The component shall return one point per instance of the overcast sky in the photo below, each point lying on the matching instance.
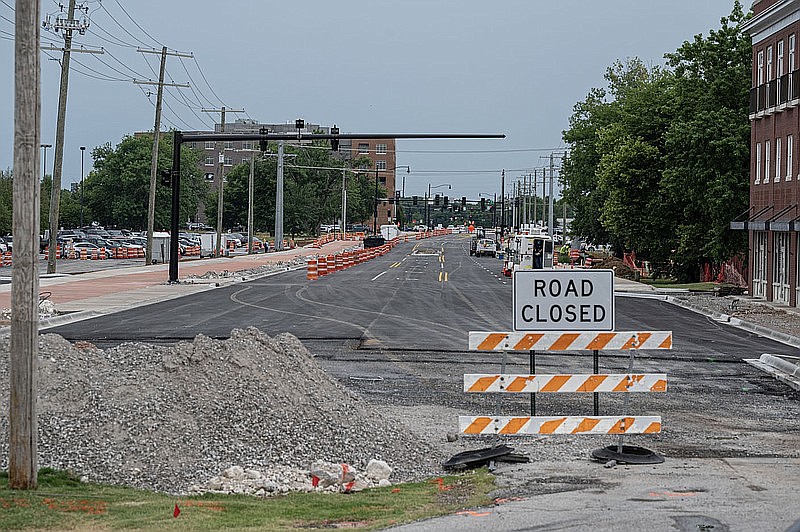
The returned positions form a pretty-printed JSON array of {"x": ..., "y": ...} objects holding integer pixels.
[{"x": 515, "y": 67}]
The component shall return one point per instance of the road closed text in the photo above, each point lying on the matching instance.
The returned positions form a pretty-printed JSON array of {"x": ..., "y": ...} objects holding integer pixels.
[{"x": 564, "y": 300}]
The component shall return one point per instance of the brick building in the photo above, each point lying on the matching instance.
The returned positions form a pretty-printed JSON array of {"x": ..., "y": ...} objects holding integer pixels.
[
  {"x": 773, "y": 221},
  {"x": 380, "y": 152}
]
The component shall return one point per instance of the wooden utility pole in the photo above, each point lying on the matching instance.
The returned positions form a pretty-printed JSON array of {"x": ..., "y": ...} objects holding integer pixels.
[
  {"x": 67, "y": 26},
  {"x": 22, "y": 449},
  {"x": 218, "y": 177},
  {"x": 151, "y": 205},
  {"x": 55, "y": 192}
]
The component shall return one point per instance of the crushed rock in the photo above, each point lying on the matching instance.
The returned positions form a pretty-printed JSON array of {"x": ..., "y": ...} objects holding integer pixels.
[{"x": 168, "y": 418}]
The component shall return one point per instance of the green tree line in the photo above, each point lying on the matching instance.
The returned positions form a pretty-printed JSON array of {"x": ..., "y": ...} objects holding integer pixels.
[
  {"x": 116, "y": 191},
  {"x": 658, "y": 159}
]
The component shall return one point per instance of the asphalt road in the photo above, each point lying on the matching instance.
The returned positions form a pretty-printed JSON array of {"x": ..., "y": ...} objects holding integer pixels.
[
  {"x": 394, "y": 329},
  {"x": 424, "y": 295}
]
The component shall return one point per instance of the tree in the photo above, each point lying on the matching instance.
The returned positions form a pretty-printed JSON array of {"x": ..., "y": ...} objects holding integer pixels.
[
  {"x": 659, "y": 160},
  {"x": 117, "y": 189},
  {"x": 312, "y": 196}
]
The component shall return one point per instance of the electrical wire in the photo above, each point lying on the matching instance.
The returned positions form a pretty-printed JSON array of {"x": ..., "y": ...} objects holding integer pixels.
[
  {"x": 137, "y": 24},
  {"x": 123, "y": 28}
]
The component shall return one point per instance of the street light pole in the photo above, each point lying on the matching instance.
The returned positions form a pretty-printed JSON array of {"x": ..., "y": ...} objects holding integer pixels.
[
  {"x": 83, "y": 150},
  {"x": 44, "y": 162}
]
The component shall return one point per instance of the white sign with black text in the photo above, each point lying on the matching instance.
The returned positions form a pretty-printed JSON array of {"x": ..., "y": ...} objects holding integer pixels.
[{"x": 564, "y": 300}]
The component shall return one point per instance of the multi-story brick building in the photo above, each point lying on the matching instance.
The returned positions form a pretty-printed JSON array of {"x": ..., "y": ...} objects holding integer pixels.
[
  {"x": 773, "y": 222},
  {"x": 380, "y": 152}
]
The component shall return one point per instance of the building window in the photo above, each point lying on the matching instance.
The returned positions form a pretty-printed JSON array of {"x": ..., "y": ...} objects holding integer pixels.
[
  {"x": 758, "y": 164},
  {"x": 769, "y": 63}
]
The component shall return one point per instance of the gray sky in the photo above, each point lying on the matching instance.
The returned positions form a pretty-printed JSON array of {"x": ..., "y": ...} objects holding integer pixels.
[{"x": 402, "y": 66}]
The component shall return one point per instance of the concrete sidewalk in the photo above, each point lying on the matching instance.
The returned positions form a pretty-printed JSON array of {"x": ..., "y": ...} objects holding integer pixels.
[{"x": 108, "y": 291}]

## DIRECTIVE
Give back exactly the lines from the line holding "of the building" through the last line of the listing, including both.

## RESPONSE
The component shall return one point per instance of the building window in the photo above, each point lying on the matching instance.
The returned positions form a pretty-printed JSON array of {"x": ..., "y": ...} objects holding integer pixels.
[
  {"x": 758, "y": 164},
  {"x": 769, "y": 63}
]
The component shall return one point per instance of the gray sky in the photo above, each point lying on the matching instance.
The returned positions form a pretty-printed JSON array of {"x": ..., "y": ...} objects holding integer pixels.
[{"x": 402, "y": 66}]
The component shall return one point per instance of the concrete sidewalk in the photo above, each point lying on the matching instance.
The returned positions form a pretty-printed JSON array of {"x": ..., "y": ...} objects holding integer pixels.
[{"x": 108, "y": 291}]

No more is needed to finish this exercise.